*Stated goal 1:*
In the passage on VT 118, write out the stretch from "VT 118 briefly" through "of the highway." again, substituting "north end" for "northern terminus".
## start Supplied passage
VT 118 continues north to Montgomery Center, where the highway crosses the Trout River between its closely spaced junctions with the west end of VT 58 (Hazens Notch Road) and VT 242 (Mountain Road). The highway continues northwest through the river valley to the village of Montgomery, which contains the historic Montgomery House, St. Bartholomew's Episcopal Church, and the Fuller Covered Bridge. Leaving the village, VT 118 passes near the Comstock Covered Bridge and crosses the South Branch Trout River twice between a crossing of West Hill Brook. The highway passes the Longley Covered Bridge and then the Hopkins Covered Bridge while passing through the northeast corner of the town of Enosburg. VT 118 enters the town of Berkshire as Montgomery Road, which crosses the Trout River and then the Missisquoi River west of its confluence with the Trout River. At the north end of the bridge, the highway has a T-intersection with VT 105 in the village of East Berkshire.

VT 118 briefly runs concurrently with VT 105 before splitting northwest onto Berkshire Center Road, which immediately intersects the Missisquoi Valley Rail Trail. VT 118 heads northwest through the village of Berkshire Center, where the highway meets Water Tower Road and Richford Road. The highway crosses the Pike River and passes the historic West Berkshire School before reaching its northern terminus at VT 108 (West Berkshire Road). The town of Berkshire maintains the portion of VT 118 north of VT 105; the Vermont Agency of Transportation maintains the Eden-East Berkshire portion of the highway.
## end Supplied passage
*Stated goal 2:*
Render the stretch of records from the line containing "point_to MUST place one pin on each instance of the shrub" through the end of the records as a numbered list, leaving out blank lines.
## start Provided records
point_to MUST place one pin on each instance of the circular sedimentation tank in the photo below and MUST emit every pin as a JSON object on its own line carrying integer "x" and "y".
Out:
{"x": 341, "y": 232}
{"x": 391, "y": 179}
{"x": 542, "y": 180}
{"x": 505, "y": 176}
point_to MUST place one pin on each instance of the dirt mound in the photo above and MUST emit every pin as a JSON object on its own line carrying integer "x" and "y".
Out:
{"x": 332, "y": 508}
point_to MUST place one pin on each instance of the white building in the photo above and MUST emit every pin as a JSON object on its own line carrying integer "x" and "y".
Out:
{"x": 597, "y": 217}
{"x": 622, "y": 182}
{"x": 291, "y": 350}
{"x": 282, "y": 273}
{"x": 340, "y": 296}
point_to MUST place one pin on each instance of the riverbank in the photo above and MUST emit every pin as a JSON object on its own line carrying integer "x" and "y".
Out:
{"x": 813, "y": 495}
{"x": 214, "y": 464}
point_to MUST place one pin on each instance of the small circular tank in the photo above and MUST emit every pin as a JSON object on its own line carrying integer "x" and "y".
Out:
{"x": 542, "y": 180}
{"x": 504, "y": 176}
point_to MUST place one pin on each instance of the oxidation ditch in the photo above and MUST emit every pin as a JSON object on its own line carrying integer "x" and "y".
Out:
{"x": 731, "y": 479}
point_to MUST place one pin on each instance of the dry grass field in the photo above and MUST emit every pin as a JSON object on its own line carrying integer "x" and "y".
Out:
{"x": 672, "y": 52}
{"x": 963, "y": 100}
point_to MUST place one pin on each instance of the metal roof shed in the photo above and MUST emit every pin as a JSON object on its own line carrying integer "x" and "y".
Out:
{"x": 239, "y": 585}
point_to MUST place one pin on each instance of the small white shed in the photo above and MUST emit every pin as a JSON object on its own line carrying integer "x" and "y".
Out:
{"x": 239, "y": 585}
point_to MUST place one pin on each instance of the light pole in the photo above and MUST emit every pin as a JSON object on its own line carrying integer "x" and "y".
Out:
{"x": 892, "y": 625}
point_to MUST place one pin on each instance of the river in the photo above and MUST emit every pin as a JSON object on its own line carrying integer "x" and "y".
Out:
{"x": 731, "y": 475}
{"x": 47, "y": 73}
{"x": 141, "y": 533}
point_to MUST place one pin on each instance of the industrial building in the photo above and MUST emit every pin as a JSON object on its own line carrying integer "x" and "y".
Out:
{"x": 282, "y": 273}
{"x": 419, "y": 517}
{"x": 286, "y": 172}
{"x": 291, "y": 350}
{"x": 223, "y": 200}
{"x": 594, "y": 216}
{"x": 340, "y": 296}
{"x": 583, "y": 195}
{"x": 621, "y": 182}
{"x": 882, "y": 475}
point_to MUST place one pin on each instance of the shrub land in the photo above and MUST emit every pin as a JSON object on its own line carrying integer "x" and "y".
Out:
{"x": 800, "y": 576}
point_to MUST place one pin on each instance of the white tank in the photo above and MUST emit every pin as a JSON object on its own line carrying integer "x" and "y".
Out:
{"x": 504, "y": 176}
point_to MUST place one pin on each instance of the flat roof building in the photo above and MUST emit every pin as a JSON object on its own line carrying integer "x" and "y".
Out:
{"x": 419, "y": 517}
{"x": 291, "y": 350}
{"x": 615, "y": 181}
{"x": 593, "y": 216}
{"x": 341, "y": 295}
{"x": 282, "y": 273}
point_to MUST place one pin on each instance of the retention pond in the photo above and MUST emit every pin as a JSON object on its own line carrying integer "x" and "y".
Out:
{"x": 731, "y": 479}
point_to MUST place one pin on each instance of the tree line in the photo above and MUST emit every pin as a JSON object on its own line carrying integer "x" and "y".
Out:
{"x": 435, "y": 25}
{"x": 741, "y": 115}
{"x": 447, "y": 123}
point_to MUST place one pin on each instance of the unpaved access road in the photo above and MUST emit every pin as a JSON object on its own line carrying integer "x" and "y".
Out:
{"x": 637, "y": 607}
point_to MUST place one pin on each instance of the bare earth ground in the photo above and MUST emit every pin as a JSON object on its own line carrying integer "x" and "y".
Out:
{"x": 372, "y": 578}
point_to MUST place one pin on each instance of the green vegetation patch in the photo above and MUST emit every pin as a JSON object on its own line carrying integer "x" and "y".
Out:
## end Provided records
*Correct result 1:*
VT 118 briefly runs concurrently with VT 105 before splitting northwest onto Berkshire Center Road, which immediately intersects the Missisquoi Valley Rail Trail. VT 118 heads northwest through the village of Berkshire Center, where the highway meets Water Tower Road and Richford Road. The highway crosses the Pike River and passes the historic West Berkshire School before reaching its north end at VT 108 (West Berkshire Road). The town of Berkshire maintains the portion of VT 118 north of VT 105; the Vermont Agency of Transportation maintains the Eden-East Berkshire portion of the highway.

*Correct result 2:*
1. point_to MUST place one pin on each instance of the shrub land in the photo above and MUST emit every pin as a JSON object on its own line carrying integer "x" and "y".
2. Out:
3. {"x": 800, "y": 576}
4. point_to MUST place one pin on each instance of the white tank in the photo above and MUST emit every pin as a JSON object on its own line carrying integer "x" and "y".
5. Out:
6. {"x": 504, "y": 176}
7. point_to MUST place one pin on each instance of the flat roof building in the photo above and MUST emit every pin as a JSON object on its own line carrying integer "x" and "y".
8. Out:
9. {"x": 419, "y": 517}
10. {"x": 291, "y": 350}
11. {"x": 615, "y": 181}
12. {"x": 593, "y": 216}
13. {"x": 341, "y": 295}
14. {"x": 282, "y": 273}
15. point_to MUST place one pin on each instance of the retention pond in the photo above and MUST emit every pin as a JSON object on its own line carrying integer "x" and "y".
16. Out:
17. {"x": 731, "y": 479}
18. point_to MUST place one pin on each instance of the tree line in the photo above and MUST emit every pin as a JSON object on its own line carrying integer "x" and "y".
19. Out:
20. {"x": 435, "y": 25}
21. {"x": 741, "y": 115}
22. {"x": 447, "y": 123}
23. point_to MUST place one pin on each instance of the unpaved access road in the photo above and MUST emit every pin as a JSON object on its own line carrying integer "x" and "y".
24. Out:
25. {"x": 637, "y": 607}
26. point_to MUST place one pin on each instance of the bare earth ground in the photo above and MUST emit every pin as a JSON object on its own line carrying integer "x" and "y".
27. Out:
28. {"x": 372, "y": 578}
29. point_to MUST place one pin on each instance of the green vegetation patch in the photo above and MUST emit every pin as a JSON object on its own line carrying integer "x" and "y".
30. Out:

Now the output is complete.